(Object point labels)
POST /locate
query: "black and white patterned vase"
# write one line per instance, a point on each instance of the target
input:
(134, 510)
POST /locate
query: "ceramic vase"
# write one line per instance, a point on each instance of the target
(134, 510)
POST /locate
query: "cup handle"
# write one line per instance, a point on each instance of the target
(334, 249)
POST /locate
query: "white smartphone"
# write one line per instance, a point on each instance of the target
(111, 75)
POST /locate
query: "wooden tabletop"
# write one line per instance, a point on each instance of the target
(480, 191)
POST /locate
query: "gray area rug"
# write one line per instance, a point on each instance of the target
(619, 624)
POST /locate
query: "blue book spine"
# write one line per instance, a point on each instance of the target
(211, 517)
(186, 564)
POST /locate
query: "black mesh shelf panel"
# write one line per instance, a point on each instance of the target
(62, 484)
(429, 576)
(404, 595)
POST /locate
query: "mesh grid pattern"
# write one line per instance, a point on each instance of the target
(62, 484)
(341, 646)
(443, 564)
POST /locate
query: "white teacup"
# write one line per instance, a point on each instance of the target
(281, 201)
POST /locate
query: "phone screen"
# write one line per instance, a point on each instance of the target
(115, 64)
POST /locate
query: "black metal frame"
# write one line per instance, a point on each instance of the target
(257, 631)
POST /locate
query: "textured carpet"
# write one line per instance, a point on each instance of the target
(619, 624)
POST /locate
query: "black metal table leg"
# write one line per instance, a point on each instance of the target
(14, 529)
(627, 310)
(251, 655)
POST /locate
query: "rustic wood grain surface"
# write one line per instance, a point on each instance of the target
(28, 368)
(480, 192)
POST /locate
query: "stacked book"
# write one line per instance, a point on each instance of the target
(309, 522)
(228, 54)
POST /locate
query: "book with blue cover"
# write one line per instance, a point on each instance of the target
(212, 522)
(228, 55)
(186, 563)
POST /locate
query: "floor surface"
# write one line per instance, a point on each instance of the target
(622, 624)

Problem
Transcribe all lines as written.

Expected answer
POST /locate
query: "black and white patterned vase"
# write one line per instance, a point on each instance of the target
input:
(134, 510)
POST /locate
query: "ceramic vase"
# write one line per instance, a point on each instance of the target
(134, 510)
POST /locate
query: "cup handle"
# write one line per instance, a point on each instance of the target
(334, 249)
POST /locate
query: "white smartphone"
# write one line per instance, a point on each instance of the target
(111, 75)
POST /locate
query: "wooden tabletop"
# write one line per instance, a point on each instance of the target
(480, 191)
POST /locate
query: "gray area rug"
# write one line per instance, a point on each instance of the target
(619, 624)
POST /locate
query: "blue book spine"
# write one line per instance, a point on each instance of the target
(211, 517)
(186, 564)
POST /locate
query: "black mesh shelf panel"
# write one line per instance, a point on each instance of the target
(62, 484)
(429, 576)
(404, 595)
POST /locate
query: "mesh grid pattern"
# write one line per instance, a point on each instance of the target
(62, 484)
(341, 646)
(443, 564)
POST /locate
query: "white teacup"
# write one line per instance, a point on each instance of the target
(281, 201)
POST /locate
query: "phone screen"
# write one line per instance, a point on each instance of the target
(115, 64)
POST /locate
query: "black metal frame"
# write one line per instance, a point on each instance of the target
(257, 631)
POST /locate
query: "textured carpet"
# write one line per instance, a point on each instance of the target
(619, 624)
POST /locate
query: "black metal table leg"
# write one line per instance, a point on each instance of the target
(14, 529)
(627, 310)
(251, 655)
POST /locate
query: "rustic wood grain surface"
# write one line per instance, a point on each instance of the target
(28, 368)
(480, 192)
POST /locate
query: "stacked book"
# write one line per instance, a point on each instance of the target
(309, 522)
(228, 54)
POST /locate
query: "book with blue cover"
# write one line per instance, a point on each instance of the target
(212, 522)
(228, 55)
(186, 563)
POST /locate
query: "floor surface"
# write one line per instance, a point on each instance of the target
(622, 624)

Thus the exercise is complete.